TASK TO CARRY OUT = Where in the data below does the word "backpack" appear? Copy each line that holds it.

[Records excerpted from a collection]
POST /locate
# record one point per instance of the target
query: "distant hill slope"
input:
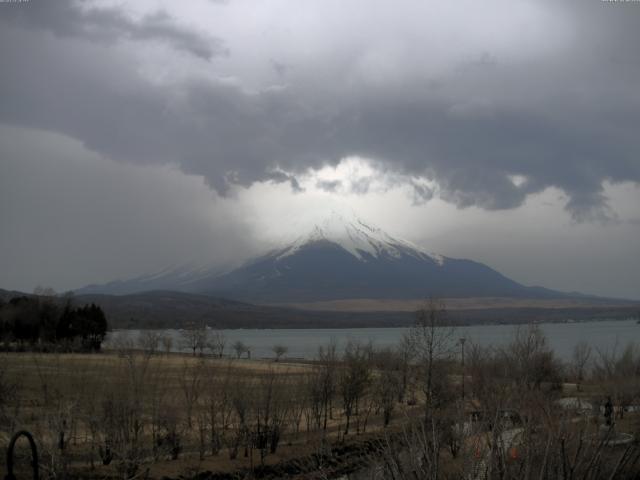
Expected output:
(340, 258)
(167, 309)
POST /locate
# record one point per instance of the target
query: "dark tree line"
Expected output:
(46, 321)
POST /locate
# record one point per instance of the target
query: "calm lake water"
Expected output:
(304, 343)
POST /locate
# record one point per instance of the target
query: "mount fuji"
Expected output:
(341, 257)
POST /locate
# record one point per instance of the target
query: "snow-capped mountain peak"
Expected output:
(360, 239)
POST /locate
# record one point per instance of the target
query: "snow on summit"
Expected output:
(360, 239)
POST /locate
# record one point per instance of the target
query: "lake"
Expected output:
(304, 343)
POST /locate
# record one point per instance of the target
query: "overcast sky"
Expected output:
(139, 135)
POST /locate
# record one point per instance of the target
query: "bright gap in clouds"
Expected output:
(79, 218)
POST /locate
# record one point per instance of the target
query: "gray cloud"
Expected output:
(565, 120)
(68, 18)
(329, 185)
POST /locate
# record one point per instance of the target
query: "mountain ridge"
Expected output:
(340, 257)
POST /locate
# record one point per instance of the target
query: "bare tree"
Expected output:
(279, 351)
(432, 338)
(579, 361)
(167, 343)
(239, 347)
(149, 341)
(216, 343)
(354, 379)
(194, 338)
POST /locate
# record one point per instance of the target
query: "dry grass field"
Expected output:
(171, 415)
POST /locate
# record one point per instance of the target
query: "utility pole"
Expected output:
(462, 340)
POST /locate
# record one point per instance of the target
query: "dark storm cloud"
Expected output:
(568, 122)
(67, 18)
(329, 185)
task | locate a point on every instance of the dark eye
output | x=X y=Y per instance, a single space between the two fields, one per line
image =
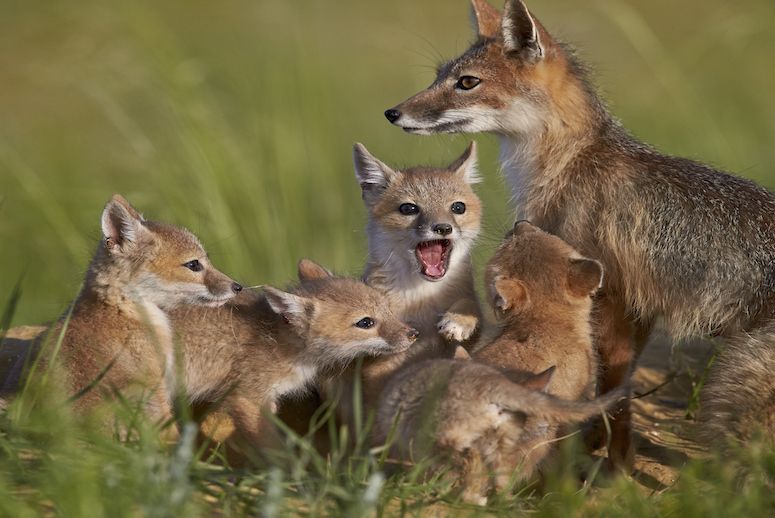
x=467 y=82
x=458 y=207
x=365 y=323
x=194 y=266
x=407 y=209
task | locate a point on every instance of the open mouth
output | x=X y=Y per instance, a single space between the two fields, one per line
x=433 y=257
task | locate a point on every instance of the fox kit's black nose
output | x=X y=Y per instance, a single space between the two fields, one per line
x=392 y=114
x=442 y=229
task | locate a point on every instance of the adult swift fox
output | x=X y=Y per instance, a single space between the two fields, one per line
x=118 y=326
x=253 y=351
x=678 y=239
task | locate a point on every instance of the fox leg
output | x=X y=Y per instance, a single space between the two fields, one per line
x=461 y=321
x=620 y=340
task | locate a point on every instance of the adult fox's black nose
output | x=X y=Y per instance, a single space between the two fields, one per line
x=442 y=229
x=392 y=114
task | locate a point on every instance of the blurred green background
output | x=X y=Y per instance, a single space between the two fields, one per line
x=236 y=119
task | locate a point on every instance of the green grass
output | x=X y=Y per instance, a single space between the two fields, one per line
x=237 y=119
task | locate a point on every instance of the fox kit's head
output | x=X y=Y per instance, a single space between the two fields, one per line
x=423 y=219
x=339 y=319
x=533 y=269
x=154 y=262
x=510 y=81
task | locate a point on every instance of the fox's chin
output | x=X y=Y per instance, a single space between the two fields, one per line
x=433 y=129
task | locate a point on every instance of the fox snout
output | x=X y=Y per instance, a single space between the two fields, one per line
x=220 y=285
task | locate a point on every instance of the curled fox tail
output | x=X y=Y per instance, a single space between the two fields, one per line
x=738 y=400
x=529 y=402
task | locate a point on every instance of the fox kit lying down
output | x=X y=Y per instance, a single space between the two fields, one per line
x=474 y=420
x=118 y=324
x=541 y=290
x=248 y=354
x=422 y=224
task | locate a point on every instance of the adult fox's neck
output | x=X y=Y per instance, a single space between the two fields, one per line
x=576 y=127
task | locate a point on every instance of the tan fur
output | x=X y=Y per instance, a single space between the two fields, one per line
x=248 y=354
x=679 y=240
x=541 y=291
x=475 y=422
x=138 y=274
x=445 y=311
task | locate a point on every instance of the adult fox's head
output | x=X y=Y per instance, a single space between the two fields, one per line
x=423 y=220
x=514 y=79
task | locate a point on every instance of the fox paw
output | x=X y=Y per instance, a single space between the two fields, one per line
x=457 y=327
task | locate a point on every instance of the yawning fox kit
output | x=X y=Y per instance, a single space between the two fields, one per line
x=611 y=236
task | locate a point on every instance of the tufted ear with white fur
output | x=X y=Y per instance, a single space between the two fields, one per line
x=467 y=165
x=520 y=32
x=122 y=225
x=295 y=309
x=370 y=171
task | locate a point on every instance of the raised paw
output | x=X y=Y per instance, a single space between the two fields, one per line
x=457 y=327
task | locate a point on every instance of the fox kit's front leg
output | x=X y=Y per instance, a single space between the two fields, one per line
x=461 y=321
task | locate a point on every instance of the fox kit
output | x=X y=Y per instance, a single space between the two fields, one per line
x=678 y=239
x=118 y=324
x=421 y=226
x=250 y=353
x=475 y=421
x=541 y=290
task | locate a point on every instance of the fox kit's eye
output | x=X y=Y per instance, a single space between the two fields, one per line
x=407 y=209
x=194 y=266
x=365 y=323
x=467 y=82
x=458 y=207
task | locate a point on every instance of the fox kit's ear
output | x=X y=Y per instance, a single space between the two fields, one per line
x=466 y=166
x=295 y=309
x=310 y=270
x=121 y=224
x=539 y=381
x=487 y=19
x=370 y=172
x=461 y=353
x=510 y=294
x=585 y=277
x=520 y=32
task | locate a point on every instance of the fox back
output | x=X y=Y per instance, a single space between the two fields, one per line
x=541 y=291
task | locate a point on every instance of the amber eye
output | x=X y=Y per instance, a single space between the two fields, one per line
x=194 y=266
x=467 y=82
x=407 y=209
x=365 y=323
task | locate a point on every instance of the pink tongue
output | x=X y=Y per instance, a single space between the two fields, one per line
x=431 y=257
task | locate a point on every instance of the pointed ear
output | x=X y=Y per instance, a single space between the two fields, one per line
x=585 y=277
x=310 y=270
x=486 y=18
x=467 y=165
x=370 y=171
x=295 y=309
x=520 y=32
x=121 y=224
x=523 y=226
x=461 y=353
x=511 y=294
x=539 y=381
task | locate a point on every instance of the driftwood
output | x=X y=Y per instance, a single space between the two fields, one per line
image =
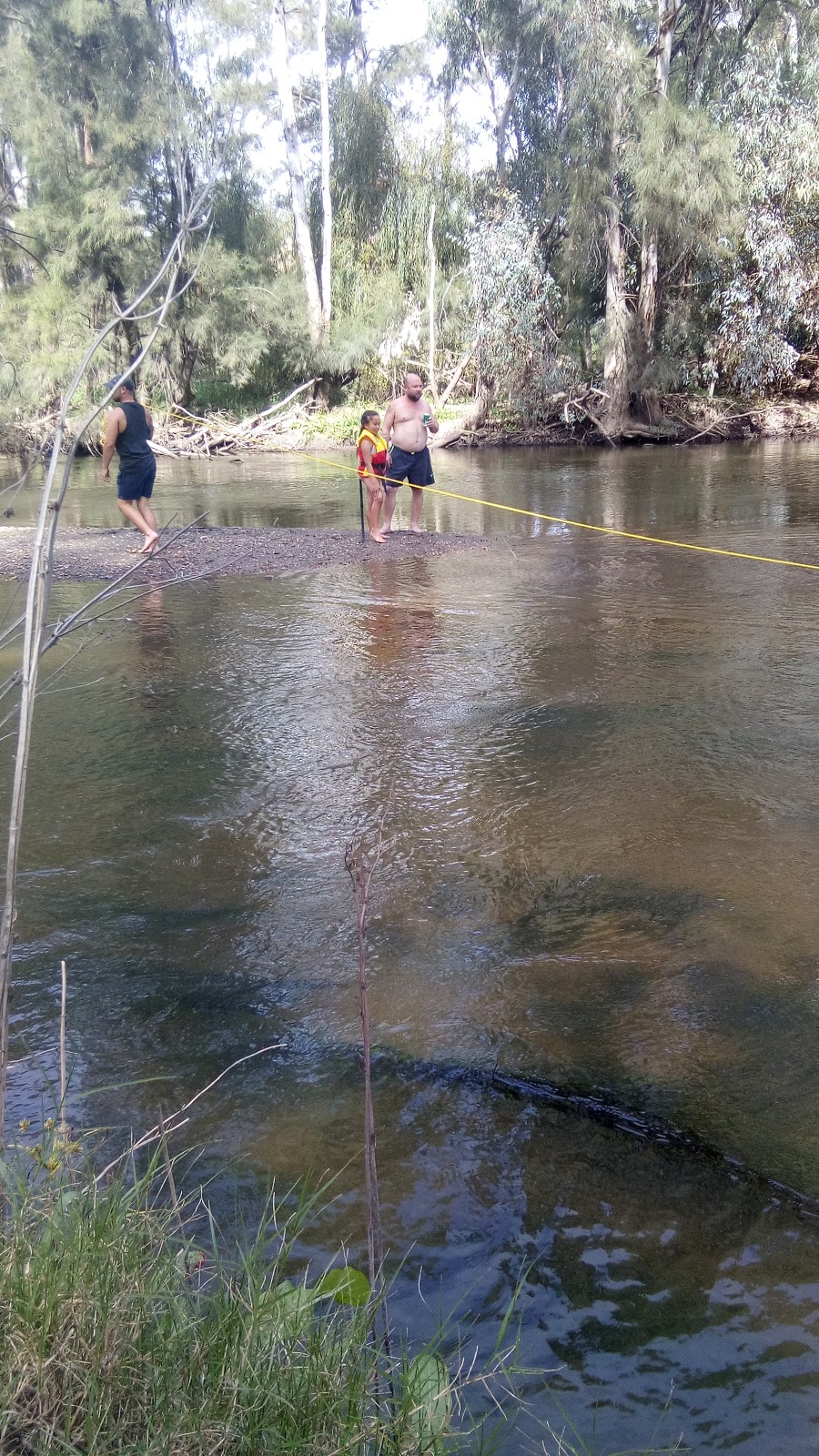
x=181 y=434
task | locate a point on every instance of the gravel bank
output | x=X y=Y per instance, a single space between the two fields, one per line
x=86 y=553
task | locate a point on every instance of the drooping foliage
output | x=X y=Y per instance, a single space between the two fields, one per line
x=614 y=191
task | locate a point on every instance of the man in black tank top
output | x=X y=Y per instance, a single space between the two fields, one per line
x=127 y=431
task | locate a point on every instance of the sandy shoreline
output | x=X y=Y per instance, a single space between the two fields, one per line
x=91 y=553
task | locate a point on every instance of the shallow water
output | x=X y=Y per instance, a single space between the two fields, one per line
x=599 y=873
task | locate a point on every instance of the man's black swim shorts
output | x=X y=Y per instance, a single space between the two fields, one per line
x=413 y=466
x=137 y=485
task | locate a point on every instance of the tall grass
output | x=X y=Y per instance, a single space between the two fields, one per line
x=118 y=1332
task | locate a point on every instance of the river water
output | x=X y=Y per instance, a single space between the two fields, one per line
x=598 y=761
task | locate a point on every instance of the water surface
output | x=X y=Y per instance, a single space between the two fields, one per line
x=599 y=873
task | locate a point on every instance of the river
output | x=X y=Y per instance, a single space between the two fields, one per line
x=598 y=761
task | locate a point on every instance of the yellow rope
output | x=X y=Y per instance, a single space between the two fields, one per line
x=583 y=526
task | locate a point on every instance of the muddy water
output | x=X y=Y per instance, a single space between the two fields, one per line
x=599 y=873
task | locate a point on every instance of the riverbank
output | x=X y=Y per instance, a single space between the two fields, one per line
x=573 y=420
x=89 y=553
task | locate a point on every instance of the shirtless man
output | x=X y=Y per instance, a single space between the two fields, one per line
x=405 y=427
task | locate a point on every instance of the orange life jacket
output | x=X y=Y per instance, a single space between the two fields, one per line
x=379 y=453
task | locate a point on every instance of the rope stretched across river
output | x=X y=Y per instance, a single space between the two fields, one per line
x=581 y=526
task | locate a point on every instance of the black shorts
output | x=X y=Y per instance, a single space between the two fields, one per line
x=413 y=466
x=136 y=484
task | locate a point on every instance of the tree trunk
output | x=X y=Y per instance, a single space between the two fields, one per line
x=327 y=198
x=431 y=303
x=296 y=171
x=668 y=12
x=618 y=320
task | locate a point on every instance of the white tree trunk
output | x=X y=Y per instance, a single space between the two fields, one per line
x=295 y=169
x=431 y=303
x=668 y=12
x=327 y=198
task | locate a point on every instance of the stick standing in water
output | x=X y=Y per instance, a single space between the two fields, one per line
x=127 y=431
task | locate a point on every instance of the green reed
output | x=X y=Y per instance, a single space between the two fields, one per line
x=127 y=1325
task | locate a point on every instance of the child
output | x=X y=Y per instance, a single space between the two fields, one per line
x=372 y=468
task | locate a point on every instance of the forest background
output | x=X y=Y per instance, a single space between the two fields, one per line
x=538 y=200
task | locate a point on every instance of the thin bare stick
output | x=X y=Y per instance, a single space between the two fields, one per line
x=159 y=1130
x=63 y=1072
x=67 y=623
x=360 y=873
x=171 y=1179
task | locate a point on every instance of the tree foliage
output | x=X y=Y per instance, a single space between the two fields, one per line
x=634 y=201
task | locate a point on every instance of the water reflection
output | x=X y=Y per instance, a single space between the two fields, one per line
x=601 y=771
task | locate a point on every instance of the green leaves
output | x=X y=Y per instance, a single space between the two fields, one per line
x=346 y=1286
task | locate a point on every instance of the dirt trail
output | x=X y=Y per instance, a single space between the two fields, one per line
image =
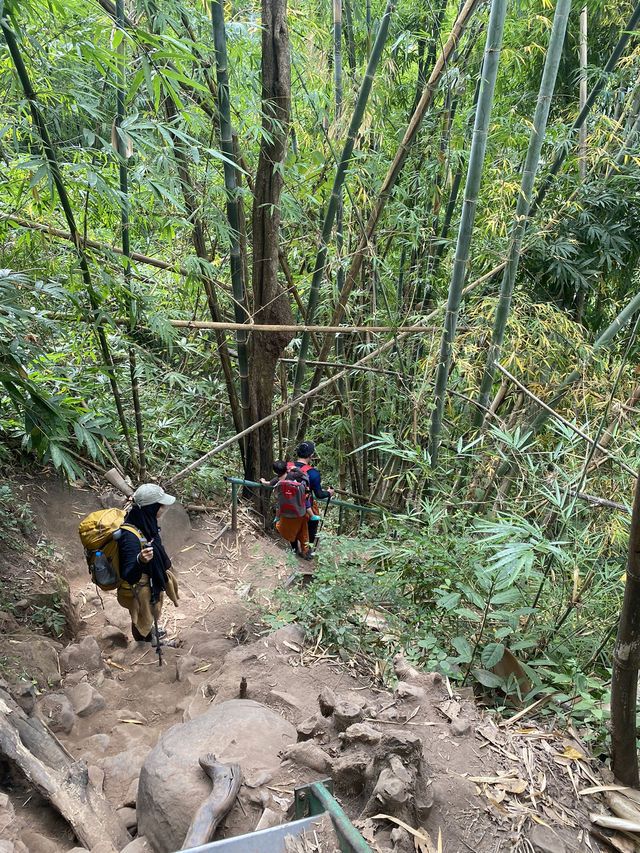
x=520 y=779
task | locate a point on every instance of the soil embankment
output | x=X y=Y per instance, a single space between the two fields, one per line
x=423 y=753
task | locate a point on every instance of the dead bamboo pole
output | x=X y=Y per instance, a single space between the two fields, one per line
x=100 y=247
x=330 y=381
x=564 y=421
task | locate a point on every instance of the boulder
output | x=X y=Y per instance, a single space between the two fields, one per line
x=57 y=712
x=24 y=693
x=172 y=784
x=121 y=773
x=138 y=845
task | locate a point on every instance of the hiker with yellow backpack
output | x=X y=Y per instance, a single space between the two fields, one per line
x=124 y=552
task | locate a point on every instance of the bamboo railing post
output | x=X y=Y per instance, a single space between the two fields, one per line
x=54 y=168
x=547 y=86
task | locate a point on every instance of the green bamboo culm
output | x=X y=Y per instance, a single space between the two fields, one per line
x=334 y=203
x=547 y=86
x=617 y=52
x=125 y=233
x=54 y=169
x=472 y=186
x=337 y=114
x=226 y=145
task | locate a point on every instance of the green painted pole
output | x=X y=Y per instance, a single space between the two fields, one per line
x=523 y=204
x=465 y=231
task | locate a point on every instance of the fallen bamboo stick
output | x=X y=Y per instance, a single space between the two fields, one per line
x=564 y=421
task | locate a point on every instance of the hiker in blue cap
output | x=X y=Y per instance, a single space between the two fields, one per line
x=144 y=564
x=305 y=453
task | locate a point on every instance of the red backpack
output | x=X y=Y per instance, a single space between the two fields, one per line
x=290 y=498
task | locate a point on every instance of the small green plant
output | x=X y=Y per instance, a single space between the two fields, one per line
x=51 y=619
x=15 y=516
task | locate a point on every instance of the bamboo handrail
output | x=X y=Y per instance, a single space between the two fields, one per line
x=266 y=327
x=100 y=247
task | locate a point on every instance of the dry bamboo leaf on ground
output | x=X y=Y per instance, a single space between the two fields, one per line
x=615 y=823
x=319 y=838
x=508 y=781
x=618 y=842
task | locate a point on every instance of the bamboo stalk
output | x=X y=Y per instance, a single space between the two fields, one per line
x=226 y=145
x=316 y=390
x=547 y=86
x=333 y=206
x=54 y=168
x=209 y=285
x=390 y=180
x=626 y=660
x=489 y=75
x=603 y=77
x=562 y=420
x=289 y=327
x=125 y=233
x=84 y=243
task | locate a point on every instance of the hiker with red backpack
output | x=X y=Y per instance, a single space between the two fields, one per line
x=305 y=453
x=291 y=487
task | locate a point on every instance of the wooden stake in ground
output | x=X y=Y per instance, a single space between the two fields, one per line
x=626 y=662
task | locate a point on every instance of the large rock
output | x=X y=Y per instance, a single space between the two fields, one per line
x=172 y=785
x=84 y=655
x=57 y=712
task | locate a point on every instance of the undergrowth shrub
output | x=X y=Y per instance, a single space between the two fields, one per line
x=462 y=596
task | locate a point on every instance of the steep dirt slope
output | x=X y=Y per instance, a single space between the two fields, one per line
x=489 y=788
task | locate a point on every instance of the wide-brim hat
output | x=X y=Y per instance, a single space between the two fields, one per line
x=151 y=493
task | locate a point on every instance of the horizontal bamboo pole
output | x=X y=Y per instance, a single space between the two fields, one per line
x=265 y=327
x=313 y=391
x=564 y=421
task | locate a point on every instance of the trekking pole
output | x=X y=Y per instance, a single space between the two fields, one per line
x=321 y=525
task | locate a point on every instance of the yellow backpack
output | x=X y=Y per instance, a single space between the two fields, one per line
x=99 y=533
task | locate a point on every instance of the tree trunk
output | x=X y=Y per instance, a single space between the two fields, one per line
x=65 y=783
x=270 y=300
x=333 y=207
x=626 y=661
x=226 y=145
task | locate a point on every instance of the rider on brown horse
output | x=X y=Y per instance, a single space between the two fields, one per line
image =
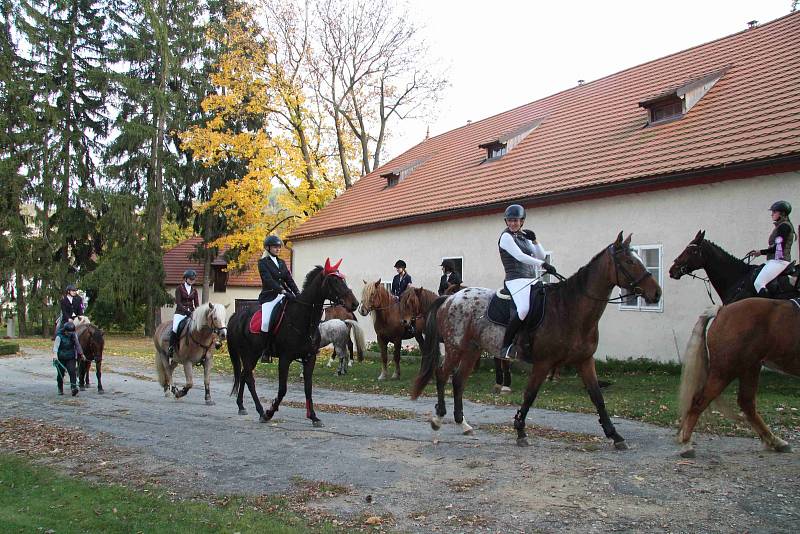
x=276 y=284
x=779 y=252
x=521 y=254
x=186 y=300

EXERCISE OUTPUT =
task | locate a point on every instance of the hiker with yellow backpack
task | locate a point on every instance of the red backpack
task | locate a point on every instance of the hiker with red backpack
task | locate a point on every instance of the yellow backpack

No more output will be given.